Gestellte Aufgabe: Kannst du den Text über Ferdinand Barbedienne im Anschluss an seinen letzten Satz weiterschreiben?

Text:

Ferdinand Barbedienne

Ferdinand Barbedienne (* 6. August 1810 in Saint-Martin-de-Fresnay, Département Calvados, Frankreich; † 21. März 1892 in Paris) war ein französischer Bildgießer, Fabrikant von Bronzewaren und Galerist. Als einer der wichtigsten und populärsten Éditeurs d’art, also als Verleger von Kunstartikeln, hatte er die meisten französischen Bildhauer seiner Zeit unter Vertrag.

Ferdinand Barbedienne, Porträt von Thomas Couture
Signatur von Ferdinand Barbedienne

Leben und Werk

Ferdinand Barbedienne war der Sohn eines Bauern. Mit 13 Jahren erlernte er das Handwerk des Sattlers.[1]

1822 zog er nach Paris, wo er zunächst als Angestellter in einem Tapetenhandel tätig war. Von seinem Arbeitgeber erhielt er Startkapital für die Eröffnung eines eigenen Geschäfts, das er 1834 auf der Rue Notre-Dame-de-Lorette einrichtete. Er verfolgte die Idee, neben seinem Kerngeschäft noch Bronzestatuen auszustellen und diese im Kleinformat in Serie herzustellen.

1838 schloss er sich mit dem Mechaniker Achille Collas zusammen, der die machine á reduction (kurz réducteur) entwickelt hatte; ein auf den Prinzipien des Pantograf basierendes Gerät, das dreidimensionale Objekte in jeder Größe – verkleinert oder vergrößert – reproduzieren konnte. Am 29. November 1838 unterzeichneten beide den Gründungsvertrag für die Firma Société Ferdinand Barbedienne et Achille Collas, der die kommerzielle Ausschöpfung der mechanisierten Produktion bildhauerischer Werke für zunächst 20 Jahre zum Ziel hatte. Barbedienne kümmerte sich um die kommerzielle Leitung des Unternehmens, während Collas das Patent auf seine Erfindung und sieben bereits bestehende Maschinen einbrachte und mit seinen profunden Kenntnissen der Maschinerie für die Produktionsabläufe verantwortlich war. Gemeinsam entschieden sie über die Sujetwahl der Objekte, die Verkaufspreise sowie alle weiteren finanziellen Belange.

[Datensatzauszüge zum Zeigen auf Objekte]
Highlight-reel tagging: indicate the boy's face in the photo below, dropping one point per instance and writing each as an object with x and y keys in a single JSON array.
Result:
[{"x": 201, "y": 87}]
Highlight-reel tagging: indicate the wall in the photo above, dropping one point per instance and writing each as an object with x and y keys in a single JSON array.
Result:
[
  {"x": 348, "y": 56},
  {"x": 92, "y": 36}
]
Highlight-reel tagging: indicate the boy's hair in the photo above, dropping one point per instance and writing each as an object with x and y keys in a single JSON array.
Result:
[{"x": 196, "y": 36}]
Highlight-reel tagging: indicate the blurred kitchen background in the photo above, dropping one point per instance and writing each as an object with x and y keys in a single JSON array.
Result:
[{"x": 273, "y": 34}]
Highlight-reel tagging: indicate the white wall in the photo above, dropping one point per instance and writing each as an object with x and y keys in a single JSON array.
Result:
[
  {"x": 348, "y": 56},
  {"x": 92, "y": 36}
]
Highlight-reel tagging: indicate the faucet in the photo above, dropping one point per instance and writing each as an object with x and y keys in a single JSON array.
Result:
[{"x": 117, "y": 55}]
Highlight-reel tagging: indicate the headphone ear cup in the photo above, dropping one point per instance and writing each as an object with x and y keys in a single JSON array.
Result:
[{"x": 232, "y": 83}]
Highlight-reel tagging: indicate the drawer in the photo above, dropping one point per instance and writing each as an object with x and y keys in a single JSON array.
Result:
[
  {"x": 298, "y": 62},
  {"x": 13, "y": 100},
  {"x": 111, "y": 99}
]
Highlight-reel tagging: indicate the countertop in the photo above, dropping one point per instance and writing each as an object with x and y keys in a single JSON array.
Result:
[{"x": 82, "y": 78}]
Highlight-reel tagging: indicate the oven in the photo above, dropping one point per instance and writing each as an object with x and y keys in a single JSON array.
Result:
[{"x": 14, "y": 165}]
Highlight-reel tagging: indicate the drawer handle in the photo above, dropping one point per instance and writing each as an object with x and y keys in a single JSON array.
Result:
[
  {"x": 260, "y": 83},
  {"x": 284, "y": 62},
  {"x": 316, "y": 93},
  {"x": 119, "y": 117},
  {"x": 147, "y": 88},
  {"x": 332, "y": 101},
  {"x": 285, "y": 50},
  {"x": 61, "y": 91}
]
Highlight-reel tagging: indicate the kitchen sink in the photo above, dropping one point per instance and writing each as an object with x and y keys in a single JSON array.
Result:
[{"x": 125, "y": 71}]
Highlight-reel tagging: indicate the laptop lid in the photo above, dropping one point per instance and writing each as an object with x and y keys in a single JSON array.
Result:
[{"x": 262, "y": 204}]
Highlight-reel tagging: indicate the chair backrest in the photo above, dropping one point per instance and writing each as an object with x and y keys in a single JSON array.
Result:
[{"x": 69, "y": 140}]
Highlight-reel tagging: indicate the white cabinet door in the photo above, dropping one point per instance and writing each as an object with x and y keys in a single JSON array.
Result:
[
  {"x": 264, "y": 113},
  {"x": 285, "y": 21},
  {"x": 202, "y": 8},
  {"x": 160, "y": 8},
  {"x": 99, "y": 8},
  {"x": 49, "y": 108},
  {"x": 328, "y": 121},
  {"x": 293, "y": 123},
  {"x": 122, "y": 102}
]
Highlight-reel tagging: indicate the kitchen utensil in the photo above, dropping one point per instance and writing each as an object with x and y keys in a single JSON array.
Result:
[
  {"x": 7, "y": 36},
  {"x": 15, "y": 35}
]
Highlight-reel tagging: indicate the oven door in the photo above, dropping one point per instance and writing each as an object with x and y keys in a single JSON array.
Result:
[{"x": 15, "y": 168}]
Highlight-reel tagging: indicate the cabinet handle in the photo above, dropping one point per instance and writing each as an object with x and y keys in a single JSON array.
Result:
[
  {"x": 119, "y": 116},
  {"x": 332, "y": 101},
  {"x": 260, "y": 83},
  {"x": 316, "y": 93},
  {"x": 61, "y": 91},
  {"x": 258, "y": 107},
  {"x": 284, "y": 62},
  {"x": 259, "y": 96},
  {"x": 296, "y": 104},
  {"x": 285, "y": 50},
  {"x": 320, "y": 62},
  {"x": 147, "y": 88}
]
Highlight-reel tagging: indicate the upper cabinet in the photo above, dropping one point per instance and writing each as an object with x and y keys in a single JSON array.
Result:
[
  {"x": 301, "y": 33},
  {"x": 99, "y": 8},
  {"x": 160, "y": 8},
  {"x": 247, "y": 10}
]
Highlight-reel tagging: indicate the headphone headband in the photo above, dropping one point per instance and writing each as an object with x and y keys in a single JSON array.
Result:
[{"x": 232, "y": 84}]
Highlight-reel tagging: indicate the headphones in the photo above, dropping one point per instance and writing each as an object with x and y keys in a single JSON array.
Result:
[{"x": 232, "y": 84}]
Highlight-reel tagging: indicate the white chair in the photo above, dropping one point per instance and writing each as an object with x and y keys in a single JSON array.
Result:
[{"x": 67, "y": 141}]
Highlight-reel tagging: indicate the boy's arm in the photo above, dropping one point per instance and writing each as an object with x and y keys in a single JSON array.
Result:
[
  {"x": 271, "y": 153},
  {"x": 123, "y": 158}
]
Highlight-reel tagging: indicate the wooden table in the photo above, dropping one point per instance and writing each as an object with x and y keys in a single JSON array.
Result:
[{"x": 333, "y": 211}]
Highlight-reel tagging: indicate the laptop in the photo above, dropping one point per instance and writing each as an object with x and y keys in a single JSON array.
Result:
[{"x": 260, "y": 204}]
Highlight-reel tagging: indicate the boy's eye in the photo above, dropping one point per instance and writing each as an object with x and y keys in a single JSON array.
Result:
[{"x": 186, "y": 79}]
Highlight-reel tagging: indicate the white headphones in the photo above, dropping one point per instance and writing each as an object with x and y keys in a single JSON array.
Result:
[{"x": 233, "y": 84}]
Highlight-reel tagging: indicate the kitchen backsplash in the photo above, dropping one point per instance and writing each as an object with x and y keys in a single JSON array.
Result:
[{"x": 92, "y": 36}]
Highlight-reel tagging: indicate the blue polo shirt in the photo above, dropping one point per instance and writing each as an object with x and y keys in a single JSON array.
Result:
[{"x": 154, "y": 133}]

Schriftliche Antwort:
1841 brachten sie Abgüsse des Apollo von Belvedere, des Spinario sowie 21 Stücke mit dem Motiv eines Flachreliefs vom Parthenon heraus. Es folgten unter anderem Versionen der Laokoon-Gruppe, der Venus von Arles und des Borghesischen Fechters. Besonderes Interesse galt zunächst Werken der Antike, für die Abgüsse aus dem Atelier de Moulage im Louvre als Vorlage dienten. Die Firma produzierte weiter Werke von Vertretern der Renaissance wie Michelangelo, Donatello, Giovanni Bologna oder von französischen Bildhauern wie Jean Goujon, Jean-François Flamand, Pierre Puget, François Girardon, Antoine Coysevox, Christophe-Gabriel Allegrain, Étienne-Maurice Falconet, Jacques Caffieri, Jean-Antoine Houdon und anderen. Großes Interesse bestand auch bei Arbeiten bekannter zeitgenössischer Künstler, wobei erhaltene Preise wie der Prix de Rome, die Mitgliedschaft in der Société des Artistes Français oder Vergaben des Kreuzes der Ehrenlegion einige der Auswahlkriterien waren.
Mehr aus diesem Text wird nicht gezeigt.